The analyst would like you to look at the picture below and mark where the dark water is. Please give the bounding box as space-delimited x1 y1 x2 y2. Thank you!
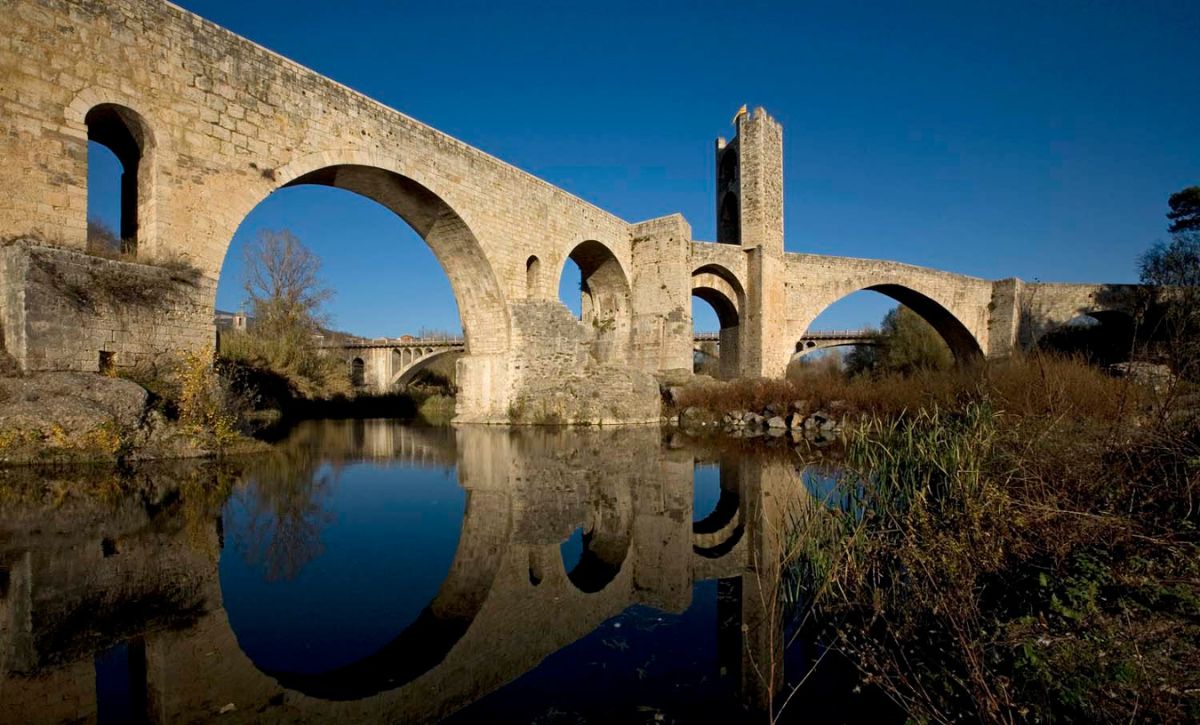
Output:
0 420 895 723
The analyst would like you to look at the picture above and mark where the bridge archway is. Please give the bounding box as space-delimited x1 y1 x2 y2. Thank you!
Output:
557 240 632 363
1033 310 1138 365
391 348 462 388
805 282 983 364
84 103 155 254
217 156 510 420
227 475 511 701
691 264 745 379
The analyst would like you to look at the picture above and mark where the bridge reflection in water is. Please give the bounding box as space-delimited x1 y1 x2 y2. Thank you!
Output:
0 420 812 723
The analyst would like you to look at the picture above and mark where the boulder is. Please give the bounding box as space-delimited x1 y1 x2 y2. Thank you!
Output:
0 372 150 438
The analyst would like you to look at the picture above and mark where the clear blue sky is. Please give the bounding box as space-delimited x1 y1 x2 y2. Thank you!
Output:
87 0 1200 335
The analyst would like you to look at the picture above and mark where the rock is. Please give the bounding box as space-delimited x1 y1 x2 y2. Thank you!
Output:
662 385 683 406
0 372 150 437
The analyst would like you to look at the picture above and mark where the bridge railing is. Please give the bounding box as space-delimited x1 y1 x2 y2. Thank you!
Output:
318 335 467 349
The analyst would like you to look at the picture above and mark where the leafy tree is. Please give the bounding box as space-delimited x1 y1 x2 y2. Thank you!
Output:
846 305 953 375
1166 186 1200 234
1141 226 1200 378
220 229 350 397
880 305 953 375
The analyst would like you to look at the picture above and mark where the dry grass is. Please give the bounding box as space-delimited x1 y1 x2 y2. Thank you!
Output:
786 356 1200 723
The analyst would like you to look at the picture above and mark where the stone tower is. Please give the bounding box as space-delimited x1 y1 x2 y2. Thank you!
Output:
716 107 791 377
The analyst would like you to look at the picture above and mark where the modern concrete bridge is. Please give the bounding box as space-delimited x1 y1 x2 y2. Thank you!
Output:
333 330 878 391
0 0 1134 423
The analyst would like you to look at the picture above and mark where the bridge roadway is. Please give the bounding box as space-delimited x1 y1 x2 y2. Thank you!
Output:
0 421 823 723
319 330 878 391
0 0 1141 424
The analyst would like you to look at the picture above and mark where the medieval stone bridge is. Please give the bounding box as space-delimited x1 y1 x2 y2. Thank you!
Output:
0 0 1132 423
320 330 878 391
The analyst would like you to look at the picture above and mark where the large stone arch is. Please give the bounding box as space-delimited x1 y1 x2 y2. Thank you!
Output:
241 150 509 354
215 156 510 421
64 86 170 259
822 282 983 364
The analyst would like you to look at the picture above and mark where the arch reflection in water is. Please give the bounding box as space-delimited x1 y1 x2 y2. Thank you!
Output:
0 421 835 721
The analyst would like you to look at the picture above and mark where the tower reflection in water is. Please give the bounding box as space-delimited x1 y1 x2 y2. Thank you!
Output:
0 420 825 723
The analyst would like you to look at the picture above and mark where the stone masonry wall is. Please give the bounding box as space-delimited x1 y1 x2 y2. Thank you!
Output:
0 242 216 372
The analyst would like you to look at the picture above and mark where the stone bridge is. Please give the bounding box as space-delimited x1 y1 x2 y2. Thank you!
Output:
0 426 815 723
0 0 1132 423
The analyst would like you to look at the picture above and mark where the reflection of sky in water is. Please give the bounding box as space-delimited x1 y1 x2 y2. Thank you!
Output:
221 462 466 672
691 463 721 521
450 580 745 724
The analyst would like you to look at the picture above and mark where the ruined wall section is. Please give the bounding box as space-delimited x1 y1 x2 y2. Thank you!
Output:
0 242 216 372
506 301 661 425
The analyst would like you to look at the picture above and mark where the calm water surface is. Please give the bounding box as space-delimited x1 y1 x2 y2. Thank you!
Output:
0 420 896 723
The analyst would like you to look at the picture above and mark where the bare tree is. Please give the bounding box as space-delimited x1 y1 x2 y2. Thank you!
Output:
244 229 334 336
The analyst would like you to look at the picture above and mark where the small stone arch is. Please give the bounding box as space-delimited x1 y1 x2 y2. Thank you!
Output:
391 348 462 388
83 103 156 256
1033 310 1138 365
691 459 745 559
566 489 634 594
691 264 745 379
556 240 632 363
798 282 983 365
248 150 509 355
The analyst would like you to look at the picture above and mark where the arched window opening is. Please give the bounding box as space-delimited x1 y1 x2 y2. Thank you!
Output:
526 256 541 300
84 103 151 257
787 283 983 377
558 241 631 363
1037 311 1135 366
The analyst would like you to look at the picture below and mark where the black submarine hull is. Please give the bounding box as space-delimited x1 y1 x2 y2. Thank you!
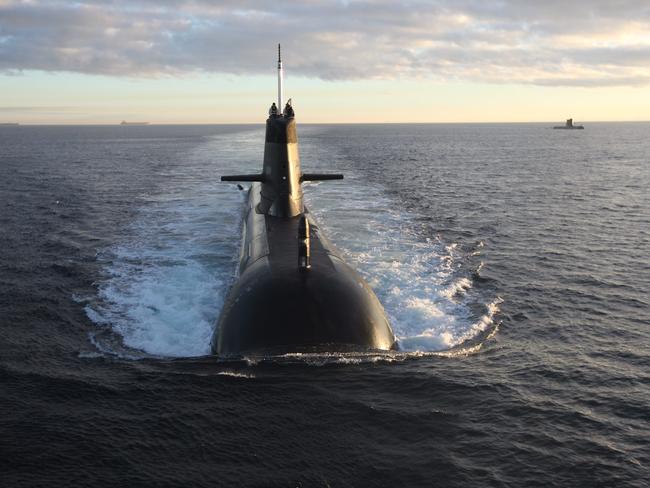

● **GOAL**
Reproduce all of the items above word for word, leaving out the pictures.

● **RESPONSE**
The analyst would like you to look at the picture below and mark where the dark water is. Please give the bounding box as space-delimited x1 y1 x2 y2. Thank you!
Output:
0 420 895 723
The analyst would like you to look at the picture above and mark where the bridge archway is. Please give the bounding box as space-delimited x1 y1 x2 y2. Thank you!
Output:
557 240 632 363
1033 310 1138 365
391 348 462 388
805 282 983 364
84 103 155 254
217 156 510 420
227 475 511 701
691 264 745 379
The analyst would like you to look at the picture above and mark where the bridge reflection in water is. Please give the bounding box as space-delimited x1 y1 x2 y2. Thank you!
Output:
0 420 812 723
The analyst would like you to look at the picture above and mark where the boulder is. Please give the bounding box as space-delimited x1 y1 x2 y2. Thank you!
Output:
0 372 150 438
The analyst would like you to look at the picture above and mark where the clear blue sky is. Please give the bounding box as space-delimited x1 y1 x2 y2. Thank you!
Output:
87 0 1200 335
The analyst would like you to look at the picture above and mark where the rock is. Please give the bounding box as space-delimited x1 y1 x2 y2. Thank you!
Output:
662 385 683 406
0 372 150 437
The analyst would like you to look at the picture above and mark where the bridge railing is. Please give the bounding box as space-delimited x1 y1 x2 y2. Thank you!
Output:
318 335 467 349
The analyst would like you to look at the picture above and mark where the leafy tree is. Please give the bounding box as space-delimited x1 y1 x2 y2. Thank you!
Output:
846 305 953 375
1166 186 1200 234
1141 226 1200 378
220 229 350 397
880 305 953 375
The analyst would like you to look at the picture above and mark where the dry grass is. Please give the bounding box as space-delimited x1 y1 x2 y2. Thank you!
Output:
786 356 1200 723
The analyst would like you to look at the picture above and mark where the stone tower is. Please give the bounding box as space-delimited x1 y1 x2 y2. Thank you!
Output:
716 107 791 377
The analyst would like you to look at the picture above and mark where the modern concrete bridge is. Please give the bounding box as space-delimited x1 y1 x2 y2. Thank you!
Output:
333 330 878 391
0 0 1134 423
The analyst would like you to look at the picture above and mark where the bridge roadway is. Please give the bounding box as space-delimited x1 y1 x2 y2. Thank you!
Output:
0 421 823 723
319 330 878 391
0 0 1141 424
The analyst would like you to look at the picture above and mark where the medieval stone bridge is. Please give the bounding box as space-delimited x1 y1 x2 y2. Thank you!
Output:
0 0 1132 423
320 330 878 391
The analyst would like you to look at the picture above and mark where the large stone arch is. Please give the bounding box as space-delimited x1 y1 x2 y2. Thank you!
Output:
241 150 509 354
215 156 510 421
64 86 170 259
822 282 983 364
The analyst would like you to look at the picture above and mark where the arch reflection in water is. Please give the bounding box as space-delimited x1 y1 x2 y2. Thank you!
Output:
0 421 835 721
The analyst would like you to look at the picture above and mark where the tower reflection in water is. Please give the bounding box as space-delimited x1 y1 x2 y2. Thank you!
Output:
0 420 825 723
The analyst would like you to look at the picture above and mark where the stone masonry wall is. Please give the bounding box as space-delimited x1 y1 x2 y2. Thank you!
Output:
0 242 216 372
The analyst would like you to look at the picture above and mark where the stone bridge is. Please give the bounding box as space-delimited x1 y1 x2 y2. Thank you!
Output:
0 426 815 723
0 0 1132 423
The analyst would like you to look at the picture above and mark where the reflection of sky in water is. Please give the bounding box as space-delimited x1 y1 x2 y2. Thank you!
Output:
221 462 466 672
691 463 721 521
450 580 745 724
The analyst would like you to look at the picture above and mark where the ruined wall section is. Please give the bounding box as space-delimited x1 y1 x2 y2. Thank you!
Output:
0 242 216 372
506 301 661 425
The analyst would like you to look at the picture above and mark where the calm water surface is. Please give the bounding box as space-delimited x1 y1 x2 y2. Thank you!
Output:
0 420 896 723
The analyst would like you to look at the picture above and mark where the bare tree is. Please give the bounding box as space-delimited x1 y1 x2 y2. Thank you!
Output:
244 229 334 336
The analyst would like you to look at the picture above and mark where the small stone arch is. Please give the bounding box as space-delimited x1 y1 x2 y2. Thank you!
Output:
391 348 462 388
83 103 156 256
1033 310 1138 365
691 459 745 559
566 489 634 594
691 264 745 379
556 240 632 363
798 282 983 365
248 150 509 355
The analyst would like you to look at the picture above and mark where the arched window opening is. Please give the bounding box as space-delimited x1 y1 x2 y2. Thank you!
Output:
526 256 541 300
84 103 151 257
787 283 983 377
558 241 631 363
1037 311 1135 366
The analyst would like you to look at the picture below and mark where the black submarine hull is. Please give the bounding box as space-delimited x1 y1 x2 y2. Thank you!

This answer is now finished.